═════ DATASET

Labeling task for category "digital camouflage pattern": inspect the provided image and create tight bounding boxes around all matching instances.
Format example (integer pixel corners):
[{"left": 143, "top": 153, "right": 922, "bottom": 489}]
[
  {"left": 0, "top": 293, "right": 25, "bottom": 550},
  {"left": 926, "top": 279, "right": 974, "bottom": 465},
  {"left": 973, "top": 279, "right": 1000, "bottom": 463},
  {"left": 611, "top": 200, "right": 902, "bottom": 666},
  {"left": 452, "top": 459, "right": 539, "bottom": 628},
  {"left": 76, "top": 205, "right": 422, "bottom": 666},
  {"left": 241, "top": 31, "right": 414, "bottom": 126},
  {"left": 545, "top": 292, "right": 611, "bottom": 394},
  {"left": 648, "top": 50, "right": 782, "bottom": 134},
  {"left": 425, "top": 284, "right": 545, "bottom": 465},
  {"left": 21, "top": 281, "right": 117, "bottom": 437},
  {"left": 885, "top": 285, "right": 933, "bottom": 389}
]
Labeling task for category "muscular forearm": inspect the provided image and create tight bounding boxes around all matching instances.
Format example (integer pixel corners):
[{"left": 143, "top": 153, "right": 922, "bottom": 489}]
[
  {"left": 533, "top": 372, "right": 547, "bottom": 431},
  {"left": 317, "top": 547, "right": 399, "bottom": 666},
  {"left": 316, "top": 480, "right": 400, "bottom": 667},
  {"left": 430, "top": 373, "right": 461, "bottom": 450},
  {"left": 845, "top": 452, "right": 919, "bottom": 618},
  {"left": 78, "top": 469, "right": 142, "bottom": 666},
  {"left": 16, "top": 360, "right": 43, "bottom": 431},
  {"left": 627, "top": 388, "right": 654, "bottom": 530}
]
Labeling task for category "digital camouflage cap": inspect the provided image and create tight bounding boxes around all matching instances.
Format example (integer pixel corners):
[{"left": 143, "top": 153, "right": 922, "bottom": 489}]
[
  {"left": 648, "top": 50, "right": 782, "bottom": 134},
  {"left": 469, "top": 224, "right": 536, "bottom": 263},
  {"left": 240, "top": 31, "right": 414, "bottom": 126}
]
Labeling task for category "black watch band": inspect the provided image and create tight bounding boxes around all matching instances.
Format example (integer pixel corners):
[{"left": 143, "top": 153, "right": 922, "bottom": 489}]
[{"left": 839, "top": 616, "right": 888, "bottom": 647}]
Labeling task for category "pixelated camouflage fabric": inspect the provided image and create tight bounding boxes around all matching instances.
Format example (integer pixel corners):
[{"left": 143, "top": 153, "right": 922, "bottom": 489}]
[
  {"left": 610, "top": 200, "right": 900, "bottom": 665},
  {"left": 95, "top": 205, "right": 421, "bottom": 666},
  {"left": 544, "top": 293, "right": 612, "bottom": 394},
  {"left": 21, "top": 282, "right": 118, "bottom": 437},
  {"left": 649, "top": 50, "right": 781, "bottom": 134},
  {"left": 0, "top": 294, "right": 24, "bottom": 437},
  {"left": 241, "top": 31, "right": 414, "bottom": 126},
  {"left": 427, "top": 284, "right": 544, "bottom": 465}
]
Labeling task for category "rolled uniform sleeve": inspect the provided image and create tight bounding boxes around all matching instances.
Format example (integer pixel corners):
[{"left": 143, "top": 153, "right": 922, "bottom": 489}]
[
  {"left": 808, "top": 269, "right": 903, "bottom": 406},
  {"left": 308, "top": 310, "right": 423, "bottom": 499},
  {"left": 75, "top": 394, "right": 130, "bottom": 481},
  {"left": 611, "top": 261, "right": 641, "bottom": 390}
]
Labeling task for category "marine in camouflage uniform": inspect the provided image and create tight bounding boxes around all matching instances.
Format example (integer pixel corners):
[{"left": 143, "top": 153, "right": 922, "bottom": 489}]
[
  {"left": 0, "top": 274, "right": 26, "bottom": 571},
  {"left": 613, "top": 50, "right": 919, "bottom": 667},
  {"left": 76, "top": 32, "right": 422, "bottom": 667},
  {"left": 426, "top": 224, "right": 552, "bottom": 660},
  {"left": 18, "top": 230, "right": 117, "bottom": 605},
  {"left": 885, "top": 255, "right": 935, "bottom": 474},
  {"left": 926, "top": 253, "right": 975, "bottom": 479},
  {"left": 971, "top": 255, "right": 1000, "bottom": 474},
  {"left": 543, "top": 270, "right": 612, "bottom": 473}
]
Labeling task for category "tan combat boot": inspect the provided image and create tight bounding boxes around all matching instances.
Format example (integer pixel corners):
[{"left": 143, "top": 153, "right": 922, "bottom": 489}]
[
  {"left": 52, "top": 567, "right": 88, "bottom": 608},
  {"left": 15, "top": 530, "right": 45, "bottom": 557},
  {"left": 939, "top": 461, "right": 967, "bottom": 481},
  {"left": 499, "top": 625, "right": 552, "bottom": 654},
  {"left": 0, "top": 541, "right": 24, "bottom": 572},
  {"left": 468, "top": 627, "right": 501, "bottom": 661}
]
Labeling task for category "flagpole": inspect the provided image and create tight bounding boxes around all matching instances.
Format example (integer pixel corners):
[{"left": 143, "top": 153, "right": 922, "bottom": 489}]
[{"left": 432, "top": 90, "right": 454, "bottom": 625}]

══════════

ASSIGNMENT —
Every line above that holds the word "digital" needs to be copied.

EXERCISE RESPONSE —
Labeling task for category "digital camouflage pattern": inspect the provided image and create tight bounding boxes around all matching instances.
Labeling task for category "digital camouflage cap": inspect the provided image and create tight bounding boxes around all matching instances.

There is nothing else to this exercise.